Task prompt:
Scan the data, and whenever a line contains "concrete", copy it.

Natural language region descriptions:
******

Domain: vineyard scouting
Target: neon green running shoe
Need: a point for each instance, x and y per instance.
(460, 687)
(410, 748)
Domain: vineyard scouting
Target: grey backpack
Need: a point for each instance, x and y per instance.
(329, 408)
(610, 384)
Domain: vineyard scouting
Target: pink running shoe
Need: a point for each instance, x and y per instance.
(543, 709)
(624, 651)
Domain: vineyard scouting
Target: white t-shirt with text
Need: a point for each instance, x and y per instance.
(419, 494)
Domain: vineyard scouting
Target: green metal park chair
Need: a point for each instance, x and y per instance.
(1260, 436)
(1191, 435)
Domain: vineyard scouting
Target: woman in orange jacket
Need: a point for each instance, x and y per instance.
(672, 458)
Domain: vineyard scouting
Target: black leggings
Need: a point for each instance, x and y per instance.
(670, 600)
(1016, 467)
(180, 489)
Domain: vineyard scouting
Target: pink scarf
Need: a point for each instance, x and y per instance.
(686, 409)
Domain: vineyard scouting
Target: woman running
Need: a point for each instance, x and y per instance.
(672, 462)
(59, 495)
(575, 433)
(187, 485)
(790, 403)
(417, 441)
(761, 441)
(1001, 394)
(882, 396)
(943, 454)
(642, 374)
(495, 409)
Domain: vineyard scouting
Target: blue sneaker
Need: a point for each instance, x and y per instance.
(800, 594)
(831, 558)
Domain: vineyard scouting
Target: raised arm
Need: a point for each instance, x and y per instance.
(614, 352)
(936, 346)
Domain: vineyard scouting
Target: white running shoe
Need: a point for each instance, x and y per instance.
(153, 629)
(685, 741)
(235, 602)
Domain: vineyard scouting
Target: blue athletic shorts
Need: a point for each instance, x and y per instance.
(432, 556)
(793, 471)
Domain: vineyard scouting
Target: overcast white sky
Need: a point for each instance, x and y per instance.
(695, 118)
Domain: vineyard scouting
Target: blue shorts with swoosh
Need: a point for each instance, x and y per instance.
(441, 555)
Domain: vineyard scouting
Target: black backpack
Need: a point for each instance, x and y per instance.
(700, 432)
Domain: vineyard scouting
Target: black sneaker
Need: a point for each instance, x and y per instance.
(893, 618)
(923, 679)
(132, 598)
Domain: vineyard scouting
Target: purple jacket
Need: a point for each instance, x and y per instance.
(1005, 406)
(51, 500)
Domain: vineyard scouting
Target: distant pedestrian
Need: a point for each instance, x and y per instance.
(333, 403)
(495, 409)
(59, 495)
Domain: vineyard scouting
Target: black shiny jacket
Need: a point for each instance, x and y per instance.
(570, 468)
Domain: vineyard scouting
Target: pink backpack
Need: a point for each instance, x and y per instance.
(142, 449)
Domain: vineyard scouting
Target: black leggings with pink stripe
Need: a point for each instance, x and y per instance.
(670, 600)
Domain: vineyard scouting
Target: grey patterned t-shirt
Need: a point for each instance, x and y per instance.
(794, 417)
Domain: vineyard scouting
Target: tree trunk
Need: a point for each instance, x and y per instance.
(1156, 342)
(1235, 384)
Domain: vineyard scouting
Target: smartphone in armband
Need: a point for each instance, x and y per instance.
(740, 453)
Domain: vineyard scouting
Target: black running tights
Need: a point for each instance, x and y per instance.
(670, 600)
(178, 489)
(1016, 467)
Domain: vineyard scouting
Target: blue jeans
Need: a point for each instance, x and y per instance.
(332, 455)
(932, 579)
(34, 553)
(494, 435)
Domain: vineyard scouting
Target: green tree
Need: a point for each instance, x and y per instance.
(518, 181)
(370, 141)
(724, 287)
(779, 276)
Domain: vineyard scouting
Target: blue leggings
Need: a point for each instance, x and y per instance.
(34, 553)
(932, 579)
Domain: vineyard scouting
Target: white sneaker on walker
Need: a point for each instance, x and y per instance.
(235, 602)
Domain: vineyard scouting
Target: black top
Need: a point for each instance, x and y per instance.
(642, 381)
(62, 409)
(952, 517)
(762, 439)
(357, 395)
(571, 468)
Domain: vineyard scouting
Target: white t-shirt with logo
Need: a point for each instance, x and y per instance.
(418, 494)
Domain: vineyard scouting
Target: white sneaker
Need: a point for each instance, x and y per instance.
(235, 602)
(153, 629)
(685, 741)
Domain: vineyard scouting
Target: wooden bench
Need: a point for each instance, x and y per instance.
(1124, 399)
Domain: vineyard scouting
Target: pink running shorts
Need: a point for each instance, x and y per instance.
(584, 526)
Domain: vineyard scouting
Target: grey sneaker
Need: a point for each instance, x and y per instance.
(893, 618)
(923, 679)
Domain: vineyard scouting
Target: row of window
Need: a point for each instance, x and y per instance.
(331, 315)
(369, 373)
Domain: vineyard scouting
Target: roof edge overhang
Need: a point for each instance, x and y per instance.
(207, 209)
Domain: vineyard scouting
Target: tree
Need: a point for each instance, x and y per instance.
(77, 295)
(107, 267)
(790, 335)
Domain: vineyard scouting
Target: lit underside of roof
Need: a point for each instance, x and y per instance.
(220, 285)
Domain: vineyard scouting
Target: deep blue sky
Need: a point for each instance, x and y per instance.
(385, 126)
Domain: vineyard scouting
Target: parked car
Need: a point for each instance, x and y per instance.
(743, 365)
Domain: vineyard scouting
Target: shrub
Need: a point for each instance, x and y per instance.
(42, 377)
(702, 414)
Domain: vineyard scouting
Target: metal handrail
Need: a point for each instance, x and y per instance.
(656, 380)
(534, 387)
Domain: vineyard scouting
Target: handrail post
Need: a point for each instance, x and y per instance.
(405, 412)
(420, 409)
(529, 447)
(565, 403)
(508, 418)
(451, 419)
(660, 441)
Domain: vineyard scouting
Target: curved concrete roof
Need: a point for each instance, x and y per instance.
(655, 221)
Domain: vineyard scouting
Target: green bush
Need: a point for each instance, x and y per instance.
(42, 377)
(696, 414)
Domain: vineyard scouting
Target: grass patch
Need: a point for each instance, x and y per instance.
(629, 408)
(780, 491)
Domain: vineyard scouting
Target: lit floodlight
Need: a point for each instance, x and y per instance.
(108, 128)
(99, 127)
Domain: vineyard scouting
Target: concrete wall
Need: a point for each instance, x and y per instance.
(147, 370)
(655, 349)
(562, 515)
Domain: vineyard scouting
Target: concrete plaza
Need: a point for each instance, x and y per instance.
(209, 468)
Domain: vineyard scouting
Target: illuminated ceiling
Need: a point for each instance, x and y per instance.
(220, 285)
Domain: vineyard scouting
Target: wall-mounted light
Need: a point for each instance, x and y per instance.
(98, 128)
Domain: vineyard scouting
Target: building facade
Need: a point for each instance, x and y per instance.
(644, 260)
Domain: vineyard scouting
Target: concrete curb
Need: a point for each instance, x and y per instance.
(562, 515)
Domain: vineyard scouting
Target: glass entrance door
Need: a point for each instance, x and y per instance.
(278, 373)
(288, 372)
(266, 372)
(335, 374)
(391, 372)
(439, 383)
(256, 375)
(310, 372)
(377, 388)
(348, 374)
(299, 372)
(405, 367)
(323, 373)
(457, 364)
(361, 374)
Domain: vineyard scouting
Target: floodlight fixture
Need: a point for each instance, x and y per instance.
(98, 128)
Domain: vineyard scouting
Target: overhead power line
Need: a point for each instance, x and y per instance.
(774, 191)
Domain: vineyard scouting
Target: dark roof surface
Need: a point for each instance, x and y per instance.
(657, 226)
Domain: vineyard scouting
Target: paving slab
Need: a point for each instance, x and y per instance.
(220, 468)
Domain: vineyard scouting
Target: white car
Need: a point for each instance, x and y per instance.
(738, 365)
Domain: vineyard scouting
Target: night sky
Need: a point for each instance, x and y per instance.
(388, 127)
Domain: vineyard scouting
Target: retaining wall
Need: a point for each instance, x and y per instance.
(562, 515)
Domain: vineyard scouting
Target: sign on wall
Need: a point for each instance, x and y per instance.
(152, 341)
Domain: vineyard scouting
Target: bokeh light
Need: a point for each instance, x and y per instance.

******

Task answer:
Target: curved concrete roof
Target: concrete wall
Target: concrete plaza
Target: concrete curb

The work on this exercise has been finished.